▸ **READING PASSAGE**:
● ● ●

By on November 3, 2015


The National Highway Traffic Safety Administration announced Tuesday it would fine auto supplier Takata $70 million for its defective airbags that have caused seven deaths and nearly 100 injuries.

Regulators announced that an additional $130 million fine could be levied on the supplier if they do not comply with additional safety standards or if more defects are found.

“For years, Takata has built and sold defective products, refused to acknowledge the defect, and failed to provide full information to NHTSA, its customers, or the public,” Transportation Secretary Anthony Foxx said in a statement. “The result of that delay and denial has harmed scores of consumers and caused the largest, most complex safety recall in history. Today’s actions represent aggressive use of NHTSA’s authority to clean up these problems and protect public safety.”

In addition to the fines, NHTSA said it would scrutinize further operations by the supplier. As part of the consent order with the company, Takata agreed that it had failed to recall faulty airbags, and lied to investigators and the public.

● ● ●

▸ **STORED DATA**:
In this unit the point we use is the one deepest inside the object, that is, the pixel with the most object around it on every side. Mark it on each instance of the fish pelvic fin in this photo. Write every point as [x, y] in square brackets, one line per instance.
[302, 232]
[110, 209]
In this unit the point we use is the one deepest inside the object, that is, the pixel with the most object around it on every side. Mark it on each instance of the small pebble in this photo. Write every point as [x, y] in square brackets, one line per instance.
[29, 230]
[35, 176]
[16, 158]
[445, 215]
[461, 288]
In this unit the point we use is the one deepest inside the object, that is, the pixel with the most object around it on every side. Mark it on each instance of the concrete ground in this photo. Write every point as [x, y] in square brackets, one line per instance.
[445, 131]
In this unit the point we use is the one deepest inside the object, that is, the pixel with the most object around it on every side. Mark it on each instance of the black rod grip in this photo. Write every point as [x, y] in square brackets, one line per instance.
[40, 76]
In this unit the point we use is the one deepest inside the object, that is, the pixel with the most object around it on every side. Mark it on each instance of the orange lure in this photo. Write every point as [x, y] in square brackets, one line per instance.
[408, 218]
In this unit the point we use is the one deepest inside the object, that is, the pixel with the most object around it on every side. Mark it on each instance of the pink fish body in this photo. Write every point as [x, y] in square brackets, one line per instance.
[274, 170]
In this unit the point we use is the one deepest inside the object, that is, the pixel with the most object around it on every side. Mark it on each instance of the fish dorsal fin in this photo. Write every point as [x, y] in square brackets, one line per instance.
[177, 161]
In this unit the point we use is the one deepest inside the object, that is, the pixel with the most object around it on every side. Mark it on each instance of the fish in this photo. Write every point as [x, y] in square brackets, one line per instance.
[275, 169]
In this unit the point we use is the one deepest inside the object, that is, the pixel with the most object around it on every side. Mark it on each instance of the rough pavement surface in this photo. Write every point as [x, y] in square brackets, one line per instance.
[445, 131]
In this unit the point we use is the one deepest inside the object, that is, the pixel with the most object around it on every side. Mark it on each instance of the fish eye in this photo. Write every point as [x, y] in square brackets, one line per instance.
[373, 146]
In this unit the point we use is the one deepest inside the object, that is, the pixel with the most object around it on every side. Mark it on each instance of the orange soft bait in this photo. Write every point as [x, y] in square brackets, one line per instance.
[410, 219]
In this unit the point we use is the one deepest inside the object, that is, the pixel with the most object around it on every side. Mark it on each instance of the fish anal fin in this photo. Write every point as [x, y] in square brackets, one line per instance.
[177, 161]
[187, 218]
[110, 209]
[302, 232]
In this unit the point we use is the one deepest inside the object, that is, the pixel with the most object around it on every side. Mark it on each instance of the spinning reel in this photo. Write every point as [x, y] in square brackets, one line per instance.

● ● ●

▸ **PARTS OF THE EXERCISE**:
a - Check each statement against the Takata airbag article and say yes or no, quoting the words of the article that settle it.
(i) Regulators said they would fine Takata $70 million.
(ii) The defective airbags have caused more than 100 injuries.
(iii) Takata agreed that it had lied to investigators.
b - In one to three sentences, explain what Anthony Foxx blames for the harm to consumers and the size of the recall, according to the Takata airbag article.
c - Write the next part of the Takata airbag article, picking up after its final sentence.

▸ **ANSWERS GIVEN**:
a -
(i) Yes: "fine auto supplier Takata $70 million"
(ii) No: "caused seven deaths and nearly 100 injuries"
(iii) Yes: "Takata agreed that it had failed to recall faulty airbags, and lied to investigators and the public"

b - Foxx says Takata spent years building and selling defective products, refused to acknowledge the defect, and failed to give full information to NHTSA, its customers, or the public. He says that delay and denial harmed scores of consumers and caused the largest, most complex safety recall in history.

c -
The safety authority said it would appoint an independent monitor for the company for the next five years.

Additionally, NHTSA said it would speed recalls of defective airbags, which were fitted into 19 million cars made by 12 different automakers. In all, NHTSA said 23 million inflators could be affected.

“Today, we are holding Takata responsible for its failures, and we are taking strong action to protect the traveling public,” NHTSA Administrator Mark Rosekind said in a statement. “We are accelerating Takata recalls to get safe air bags into American vehicles more quickly, ensuring that consumers at the greatest risk are protected, and addressing the long-term risk of Takata’s use of a suspect propellant.”

NHTSA said it would replace high-risk airbags by June 2016 and all affected airbags would be removed by 2019.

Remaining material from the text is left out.